Our pets are judging us for taking too long to feed and walk them
A new study shows that dogs and cats can absolutely tell time, and they might be judging us for how long we take to feed and walk them. Whoops.
Cats and dogs tell time based on their feeding schedule, according to a new study by Northwestern University. They’re also aware of the time of day we usually take them out and walk them. Which means whenever we, their humans, stray from their normal routine — they know it.
And they’re judging us for it.
“Does your dog know that it took you twice as long to get its food as it took yesterday? There wasn’t a good answer for that before,” says Daniel Dombeck, the associate professor of neurobiology at Northwestern’s Weinberg College of Arts and Sciences and leader of the study. “This is one of the most convincing experiments to show that animals really do have an explicit representation of time in their brains when they are challenged to measure a time interval.”
Dombeck and the research team studied a set of neurons in the medial entorhinal cortex of a mouse’s brain and found that the neurons “turn on like a clock when an animal is waiting.” That particular part of the brain is connected to memory and navigation.
= = =
### [Problem]
Could you carry on the article on pets telling time, picking up right after its sentence about memory and navigation? The rows that follow have no connection to the article on pets telling time.

### [Provided information]
= = =
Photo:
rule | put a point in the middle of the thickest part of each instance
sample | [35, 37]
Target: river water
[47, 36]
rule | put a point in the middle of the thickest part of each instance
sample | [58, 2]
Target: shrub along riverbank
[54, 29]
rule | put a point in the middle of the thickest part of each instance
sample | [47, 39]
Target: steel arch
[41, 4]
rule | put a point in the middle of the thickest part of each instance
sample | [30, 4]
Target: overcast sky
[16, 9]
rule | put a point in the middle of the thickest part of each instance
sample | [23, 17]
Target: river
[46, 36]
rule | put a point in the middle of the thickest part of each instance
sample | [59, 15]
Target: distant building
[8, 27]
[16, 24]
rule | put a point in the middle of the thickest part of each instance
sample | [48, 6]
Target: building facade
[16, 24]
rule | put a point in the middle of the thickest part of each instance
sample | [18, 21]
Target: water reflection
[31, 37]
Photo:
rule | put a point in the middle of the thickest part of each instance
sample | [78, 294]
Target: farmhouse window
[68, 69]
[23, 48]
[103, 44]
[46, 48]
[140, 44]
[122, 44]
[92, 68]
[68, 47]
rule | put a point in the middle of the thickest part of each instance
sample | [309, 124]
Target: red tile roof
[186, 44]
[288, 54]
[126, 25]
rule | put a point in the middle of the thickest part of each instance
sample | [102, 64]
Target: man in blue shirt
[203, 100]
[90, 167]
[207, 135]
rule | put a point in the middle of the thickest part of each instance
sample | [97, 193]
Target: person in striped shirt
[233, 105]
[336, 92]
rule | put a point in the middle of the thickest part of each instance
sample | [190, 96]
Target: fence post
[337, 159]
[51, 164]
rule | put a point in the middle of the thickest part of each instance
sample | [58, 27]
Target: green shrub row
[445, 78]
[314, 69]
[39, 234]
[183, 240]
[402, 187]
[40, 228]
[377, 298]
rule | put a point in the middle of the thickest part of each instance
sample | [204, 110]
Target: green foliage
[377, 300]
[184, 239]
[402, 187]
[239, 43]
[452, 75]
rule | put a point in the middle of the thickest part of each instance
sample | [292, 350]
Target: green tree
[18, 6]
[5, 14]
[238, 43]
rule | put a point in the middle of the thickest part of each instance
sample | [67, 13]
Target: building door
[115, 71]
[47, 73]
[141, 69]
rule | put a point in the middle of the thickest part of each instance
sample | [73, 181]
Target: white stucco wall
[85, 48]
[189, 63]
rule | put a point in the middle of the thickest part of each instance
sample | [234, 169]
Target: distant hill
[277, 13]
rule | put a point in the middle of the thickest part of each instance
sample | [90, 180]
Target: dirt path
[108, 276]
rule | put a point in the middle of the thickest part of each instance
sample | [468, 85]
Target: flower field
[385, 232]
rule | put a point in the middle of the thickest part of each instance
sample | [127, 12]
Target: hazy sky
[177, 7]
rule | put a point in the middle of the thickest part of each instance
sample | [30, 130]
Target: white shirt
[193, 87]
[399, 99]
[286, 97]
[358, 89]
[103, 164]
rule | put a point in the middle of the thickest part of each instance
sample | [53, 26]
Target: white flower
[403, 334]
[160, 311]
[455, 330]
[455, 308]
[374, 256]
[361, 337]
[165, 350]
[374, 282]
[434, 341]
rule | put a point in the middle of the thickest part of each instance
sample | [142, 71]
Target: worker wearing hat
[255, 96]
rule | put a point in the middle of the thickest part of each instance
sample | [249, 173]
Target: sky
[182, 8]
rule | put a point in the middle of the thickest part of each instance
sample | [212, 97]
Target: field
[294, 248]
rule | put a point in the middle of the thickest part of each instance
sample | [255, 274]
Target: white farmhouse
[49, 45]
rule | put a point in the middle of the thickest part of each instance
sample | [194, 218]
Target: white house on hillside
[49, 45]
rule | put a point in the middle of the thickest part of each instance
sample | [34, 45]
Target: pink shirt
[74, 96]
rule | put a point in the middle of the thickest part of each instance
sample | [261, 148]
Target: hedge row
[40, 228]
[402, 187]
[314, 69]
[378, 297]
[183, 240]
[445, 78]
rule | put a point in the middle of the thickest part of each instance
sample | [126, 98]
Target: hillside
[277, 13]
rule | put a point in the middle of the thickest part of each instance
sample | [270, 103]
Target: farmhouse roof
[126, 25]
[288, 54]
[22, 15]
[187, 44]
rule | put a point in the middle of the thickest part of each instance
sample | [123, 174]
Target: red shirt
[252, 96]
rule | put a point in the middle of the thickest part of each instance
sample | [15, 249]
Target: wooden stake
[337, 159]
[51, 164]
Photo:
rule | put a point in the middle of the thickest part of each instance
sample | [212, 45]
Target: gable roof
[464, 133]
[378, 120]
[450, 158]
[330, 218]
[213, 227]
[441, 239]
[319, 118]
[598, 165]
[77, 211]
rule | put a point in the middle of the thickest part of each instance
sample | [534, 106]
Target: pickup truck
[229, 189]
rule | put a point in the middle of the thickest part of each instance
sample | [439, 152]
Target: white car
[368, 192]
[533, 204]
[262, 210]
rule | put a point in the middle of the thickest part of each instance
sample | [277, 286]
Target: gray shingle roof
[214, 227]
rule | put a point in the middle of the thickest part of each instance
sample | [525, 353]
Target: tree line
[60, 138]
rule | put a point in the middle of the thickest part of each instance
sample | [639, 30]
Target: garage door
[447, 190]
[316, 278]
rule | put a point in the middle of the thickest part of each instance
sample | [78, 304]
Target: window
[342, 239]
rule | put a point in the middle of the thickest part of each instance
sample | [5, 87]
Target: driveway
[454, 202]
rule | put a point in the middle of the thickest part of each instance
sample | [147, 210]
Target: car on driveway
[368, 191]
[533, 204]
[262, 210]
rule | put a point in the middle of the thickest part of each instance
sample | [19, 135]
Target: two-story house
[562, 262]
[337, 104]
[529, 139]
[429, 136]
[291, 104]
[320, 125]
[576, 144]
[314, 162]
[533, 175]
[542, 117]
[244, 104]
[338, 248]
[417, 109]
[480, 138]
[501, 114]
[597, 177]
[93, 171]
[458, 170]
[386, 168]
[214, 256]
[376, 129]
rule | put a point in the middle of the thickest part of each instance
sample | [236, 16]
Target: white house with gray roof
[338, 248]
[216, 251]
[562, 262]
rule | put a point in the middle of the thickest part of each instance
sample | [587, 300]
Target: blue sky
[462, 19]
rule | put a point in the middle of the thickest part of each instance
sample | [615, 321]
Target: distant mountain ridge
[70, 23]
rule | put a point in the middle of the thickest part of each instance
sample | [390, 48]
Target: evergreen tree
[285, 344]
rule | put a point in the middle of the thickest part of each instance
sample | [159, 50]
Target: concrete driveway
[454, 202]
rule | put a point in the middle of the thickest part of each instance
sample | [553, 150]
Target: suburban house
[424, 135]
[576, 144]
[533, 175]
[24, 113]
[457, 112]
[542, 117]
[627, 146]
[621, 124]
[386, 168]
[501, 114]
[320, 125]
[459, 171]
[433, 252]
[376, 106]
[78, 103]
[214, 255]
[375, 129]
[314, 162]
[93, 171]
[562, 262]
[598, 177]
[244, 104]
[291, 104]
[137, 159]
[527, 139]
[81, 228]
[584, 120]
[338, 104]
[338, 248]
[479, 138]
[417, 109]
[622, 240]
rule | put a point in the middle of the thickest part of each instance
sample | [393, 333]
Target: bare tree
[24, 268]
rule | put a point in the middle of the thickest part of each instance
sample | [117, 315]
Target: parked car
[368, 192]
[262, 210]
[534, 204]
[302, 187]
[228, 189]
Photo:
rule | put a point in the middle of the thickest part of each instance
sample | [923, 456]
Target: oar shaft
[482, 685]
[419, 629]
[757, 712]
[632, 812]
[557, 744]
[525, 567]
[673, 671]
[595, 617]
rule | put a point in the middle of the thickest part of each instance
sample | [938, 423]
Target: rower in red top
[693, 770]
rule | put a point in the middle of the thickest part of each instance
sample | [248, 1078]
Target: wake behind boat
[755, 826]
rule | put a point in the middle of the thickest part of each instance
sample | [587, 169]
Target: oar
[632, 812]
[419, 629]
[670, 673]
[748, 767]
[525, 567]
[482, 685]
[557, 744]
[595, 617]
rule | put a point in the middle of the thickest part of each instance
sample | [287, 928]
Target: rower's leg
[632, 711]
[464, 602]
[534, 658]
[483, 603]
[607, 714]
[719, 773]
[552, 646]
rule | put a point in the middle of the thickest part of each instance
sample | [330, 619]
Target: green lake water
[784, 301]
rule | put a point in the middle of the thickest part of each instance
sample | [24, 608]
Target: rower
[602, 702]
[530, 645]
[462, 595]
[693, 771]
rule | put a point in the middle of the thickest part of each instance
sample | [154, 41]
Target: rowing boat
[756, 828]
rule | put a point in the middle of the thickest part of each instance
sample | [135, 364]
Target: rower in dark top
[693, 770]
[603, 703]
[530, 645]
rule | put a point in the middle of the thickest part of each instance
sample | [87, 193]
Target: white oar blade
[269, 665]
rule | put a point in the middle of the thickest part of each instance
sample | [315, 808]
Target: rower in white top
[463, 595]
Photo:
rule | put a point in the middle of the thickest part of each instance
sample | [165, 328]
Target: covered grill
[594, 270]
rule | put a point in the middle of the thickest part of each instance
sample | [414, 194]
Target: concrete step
= = =
### [Exercise output]
Researchers created a virtual test for the mice called the “door stop task.” The mouse would run on a little treadmill through a virtual environment, where the mouse learned if it follows the virtual hallway halfway down to a door, the door would open after six seconds and the mouse would receive a reward.
“The important point here is that the mouse doesn’t know when the door is open or closed because it’s invisible,” James Heys, one of the study’s authors, says. “The only way he can solve this task efficiently is by using his brain’s internal sense of time.”
This discovery boils down to the fact that our cats and dogs are likely aware when we’re running late on breakfast or to come home from work to take them on a walk. Interestingly, though, this research could prove to be beneficial for humans as well — the “door stop task” could help with early detection of Alzheimer’s because the first parts of the brain affected by the disease is the same part of the cortex studied in this research.